TEXTO FORNECIDO ▸

Santo
Antônio - A Cidade que não existe mais
O jornalista, escritor,
superintendente de turismo do estado de Rondônia Julio Olivar Benedito, vai
apresentar a sociedade portovelhense, um dos livros mais completos sobre a
história de Santo Antônio do Rio Madeira. “A Cidade que Não Existe Mais”.
Julio apesar de não ser historiador de formação acadêmica, da um banho de
história, de uma história jamais encontrada nos livros sobre a história
regional e em especial a de Rondônia. Santo Antônio sempre é lembrada nos
livros de historiadores especializados como uma cidade violenta e imunda, pois
todos se baseiam no famoso “relatório” escrito por Oswaldo Cruz quando esteve
por aqui contratado pela empresa de Percival Farquar. Olivar foi fundo na
pesquisa e nos mostra uma Santo Antonio cheia de vida social, urbana, inclusive
com clube recreativo, e mais que ativo na política mato-grossense. Santo
Antônio por muitos anos foi considerado o maior município do mundo, assim como
o maior produtor de borracha do planeta.
Tive a honra de ter acesso
ao livro, inclusive já o li todo. Posso afirmar que apesar do autor dizer, que
a linguagem utilizada em sua concepção é a jornalística, aconselho todos os
estudiosos da história de Rondônia e em especial a de Porto Velho, ler a
história da Cidade que Não Existe Mais. Pode não ser uma livro de história,
mas, é para historiador pesquisar.
ENTREVISTA
Zk – Você é de onde?
Júlio Olivar – Sou de Minas
uma cidadezinha chamada Poço Fundo que até hoje tem 15 mil habitantes e fica
quase na divisa com o estado de São Paulo. É um universo caipira de onde herdei
esse sotaque, esse jeito de ser e de ver o mundo. Nasci em 1973. Moro em Rondônia desde 1998.
Zk – Por que Rondônia?
Júlio Olivar – Vim pra
conhecer. Sempre nas férias eu saia para algum lugar do Brasil a grana era
curta e por isso viajava de ônibus e nisso de conhecer, passei por 18 estados.

REQUISITOS DO EXERCÍCIO ▸
1) Troque "sotaque" por "modo de falar" ao reproduzir o trecho do texto sobre Santo Antônio que vai de "Júlio Olivar – Sou" até "Rondônia desde 1998.".
2) Retome o texto sobre o livro acerca de Santo Antônio do Rio Madeira a partir do ponto em que ele termina.

MATERIAL DE ORIGEM ▸
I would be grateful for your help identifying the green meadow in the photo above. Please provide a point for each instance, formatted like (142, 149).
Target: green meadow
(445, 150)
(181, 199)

RESPOSTAS ÀS TAREFAS ▸
1)
Júlio Olivar – Sou de Minas
uma cidadezinha chamada Poço Fundo que até hoje tem 15 mil habitantes e fica
quase na divisa com o estado de São Paulo. É um universo caipira de onde herdei
esse modo de falar, esse jeito de ser e de ver o mundo. Nasci em 1973. Moro em Rondônia desde 1998.

2)
Tinha férias que ia a três, quatro estados. Era uma faculdade informal que
fazia e nisso, conheci Vilhena e lá encontrei uma colônia de mineiros, uma
gente afinada com a minha cultura e me encantei com a cidade, tanto que em dez
dias já estava morando la. Estava com 24 anos de idade.
Zk – Fazendo o que?
Júlio Olivar – Na época já
militava na imprensa como jornalista autodidata. Trabalhei na Rede Amazônica,
Folha do Sul um semanário que considero o melhor tablóide do interior de
Rondônia, escrevi para vários sites enfim, vivi disso durante muito tempo, até
entrar na política. Eu morava em Vilhena faziam cinco anos e participei da
criação do PC-do-B. Fui candidato a vice prefeito isso em 2004 quando o
candidato foi o senador Chico Sartório. E em 2006 fui candidato a vice
governador na chapa da Fátima Cleide, foi a eleição que o PT teve a maior
votação (190 mil votos) no estado de Rondônia.
Zk – E esse envolvimento com
a literatura?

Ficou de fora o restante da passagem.